#### [The records]
..........

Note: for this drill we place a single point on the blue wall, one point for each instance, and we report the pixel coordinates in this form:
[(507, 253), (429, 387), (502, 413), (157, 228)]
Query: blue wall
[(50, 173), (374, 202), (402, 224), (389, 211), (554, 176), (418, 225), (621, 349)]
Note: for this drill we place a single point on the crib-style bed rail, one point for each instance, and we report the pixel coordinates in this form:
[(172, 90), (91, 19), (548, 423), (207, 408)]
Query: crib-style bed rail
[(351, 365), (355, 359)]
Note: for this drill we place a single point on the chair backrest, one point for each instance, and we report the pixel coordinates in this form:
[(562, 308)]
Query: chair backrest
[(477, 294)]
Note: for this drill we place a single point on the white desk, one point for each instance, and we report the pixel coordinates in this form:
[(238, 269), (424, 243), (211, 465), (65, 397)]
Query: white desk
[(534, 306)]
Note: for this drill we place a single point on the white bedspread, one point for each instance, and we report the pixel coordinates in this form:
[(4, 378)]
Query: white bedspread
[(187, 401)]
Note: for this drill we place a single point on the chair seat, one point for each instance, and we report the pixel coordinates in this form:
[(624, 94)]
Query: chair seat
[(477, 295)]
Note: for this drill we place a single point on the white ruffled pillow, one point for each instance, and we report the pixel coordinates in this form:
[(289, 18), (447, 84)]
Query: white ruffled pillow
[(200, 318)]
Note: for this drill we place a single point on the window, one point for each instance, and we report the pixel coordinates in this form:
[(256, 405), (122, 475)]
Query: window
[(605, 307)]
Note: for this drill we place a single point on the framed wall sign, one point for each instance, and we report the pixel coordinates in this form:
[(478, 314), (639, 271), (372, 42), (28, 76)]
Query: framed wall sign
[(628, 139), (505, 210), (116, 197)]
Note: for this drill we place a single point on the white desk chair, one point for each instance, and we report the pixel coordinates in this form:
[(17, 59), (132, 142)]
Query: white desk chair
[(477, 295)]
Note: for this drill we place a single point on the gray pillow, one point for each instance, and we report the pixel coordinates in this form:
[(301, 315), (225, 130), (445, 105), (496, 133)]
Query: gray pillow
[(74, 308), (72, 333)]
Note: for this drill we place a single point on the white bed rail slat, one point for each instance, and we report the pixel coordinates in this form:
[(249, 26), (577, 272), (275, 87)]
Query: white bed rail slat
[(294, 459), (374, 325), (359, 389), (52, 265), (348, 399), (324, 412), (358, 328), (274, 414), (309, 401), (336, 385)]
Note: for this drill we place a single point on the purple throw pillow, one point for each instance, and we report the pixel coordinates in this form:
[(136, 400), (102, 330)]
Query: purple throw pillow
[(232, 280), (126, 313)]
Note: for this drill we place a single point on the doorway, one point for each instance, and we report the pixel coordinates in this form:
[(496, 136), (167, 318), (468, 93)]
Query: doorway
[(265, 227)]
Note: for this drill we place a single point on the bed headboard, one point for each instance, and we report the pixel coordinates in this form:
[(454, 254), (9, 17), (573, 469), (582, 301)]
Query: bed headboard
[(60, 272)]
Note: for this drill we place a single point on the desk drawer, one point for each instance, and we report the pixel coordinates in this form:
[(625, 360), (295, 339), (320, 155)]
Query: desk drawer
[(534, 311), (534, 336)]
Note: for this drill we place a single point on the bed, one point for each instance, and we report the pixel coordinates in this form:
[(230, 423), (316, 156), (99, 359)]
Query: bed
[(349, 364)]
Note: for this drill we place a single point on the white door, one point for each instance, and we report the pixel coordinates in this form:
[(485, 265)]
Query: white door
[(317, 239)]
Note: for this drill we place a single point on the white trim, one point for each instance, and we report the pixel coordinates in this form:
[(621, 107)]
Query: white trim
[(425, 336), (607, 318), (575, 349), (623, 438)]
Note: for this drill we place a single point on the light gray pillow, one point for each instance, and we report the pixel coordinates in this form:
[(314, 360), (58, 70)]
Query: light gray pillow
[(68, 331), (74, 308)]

..........

#### [What is needed]
Extract all of the material above and reproduce every line verbatim, with nothing changed or left out.

#### [Answer to the problem]
Note: for this drill we place a single point on the blue wall, one point for each instance, and we report the pixel coordinates in this form:
[(507, 253), (429, 387), (502, 413), (157, 228)]
Query: blue wall
[(50, 173), (374, 202), (402, 224), (389, 211), (554, 176), (418, 225), (621, 349)]
Note: for this drill we place a single point on the crib-style bed rail, one point for each instance, and we report the pixel coordinates in this form:
[(172, 90), (91, 19), (548, 423), (207, 408)]
Query: crib-style bed rail
[(351, 365), (355, 359)]
Note: for this drill we place a single point on the chair backrest, one point for each instance, and we report the pixel coordinates in this form:
[(562, 308)]
Query: chair backrest
[(477, 294)]
Note: for this drill we place a single point on the white desk, one point for each instance, and we report the pixel coordinates in this form:
[(238, 269), (424, 243), (211, 465), (65, 397)]
Query: white desk
[(534, 306)]
Note: for this drill we place a single point on the white bedspread, one point for each instance, and we report the pixel coordinates in this form:
[(4, 378)]
Query: white bedspread
[(187, 401)]
Note: for this drill we place a single point on the chair seat, one point for each instance, and we report the pixel coordinates in this form:
[(624, 94)]
Query: chair seat
[(477, 295)]
Note: for this drill we place a single point on the white ruffled pillow, one point for each instance, and we report the pixel coordinates in this form:
[(289, 18), (447, 84)]
Query: white ruffled pillow
[(200, 318)]
Note: for this drill we place a single point on the window, one point for each instance, and we report the pixel coordinates in this form:
[(256, 405), (122, 475)]
Query: window
[(605, 307)]
Note: for this drill we place a single point on the framed wall sign, one point for each instance, and we report the pixel coordinates in this form:
[(478, 314), (639, 271), (372, 42), (28, 76)]
Query: framed wall sign
[(628, 139), (505, 210), (116, 197)]
Note: for this drill we place a single point on the white desk chair, one point for each instance, and we report the pixel coordinates in this form:
[(17, 59), (132, 142)]
Query: white desk chair
[(477, 295)]
Note: for this drill we place a single point on the gray pillow, one point for each instance, and we report the pixel coordinates in this form:
[(301, 315), (225, 130), (445, 105), (496, 133)]
Query: gray pillow
[(74, 308), (72, 333)]
Note: for this drill we place a single point on the white bed rail slat, one point for each instance, and we report the pixel coordinates in this form:
[(249, 26), (577, 272), (275, 87)]
Query: white bed rail slat
[(294, 459), (374, 325), (359, 389), (52, 265), (348, 399), (324, 412), (358, 328), (274, 414), (309, 401), (336, 385)]
Note: for this drill we place a single point on the purple throw pillow, one point for each instance, and we report the pixel coordinates in this form:
[(136, 400), (102, 330)]
Query: purple throw pillow
[(232, 280), (126, 313)]
Note: for this drill we place a single point on the doorway, one point for each instance, and we report the pixel coordinates in this form:
[(496, 136), (167, 318), (468, 93)]
Query: doorway
[(265, 227)]
Note: for this drill we place a single point on the bed headboard, one point for each instance, and we report the pixel coordinates in this form:
[(454, 254), (9, 17), (573, 469), (582, 301)]
Query: bed headboard
[(60, 272)]
Note: for this drill we place a single point on the desk drawer, one point for each instance, and we report the pixel coordinates in this form:
[(625, 360), (295, 339), (320, 155)]
Query: desk drawer
[(534, 311), (534, 336)]
Note: for this drill we place a single point on the bed, one point for each instance, and we report the pixel coordinates in this form:
[(230, 423), (316, 156), (99, 359)]
Query: bed
[(349, 364)]
Note: for this drill we place a single point on the white door, one point for each instance, and we report the pixel coordinates in this form:
[(485, 265)]
Query: white door
[(317, 239)]
Note: for this drill we place a single point on the white trim, one point for each instance, and we report the pixel coordinates in this form:
[(621, 107)]
Query: white trim
[(425, 336), (607, 318), (575, 349), (623, 438)]
Note: for this drill we place a single point on the light gray pillow, one point for each instance, and we report the pixel coordinates in this form:
[(314, 360), (58, 70)]
Query: light gray pillow
[(68, 331), (74, 308)]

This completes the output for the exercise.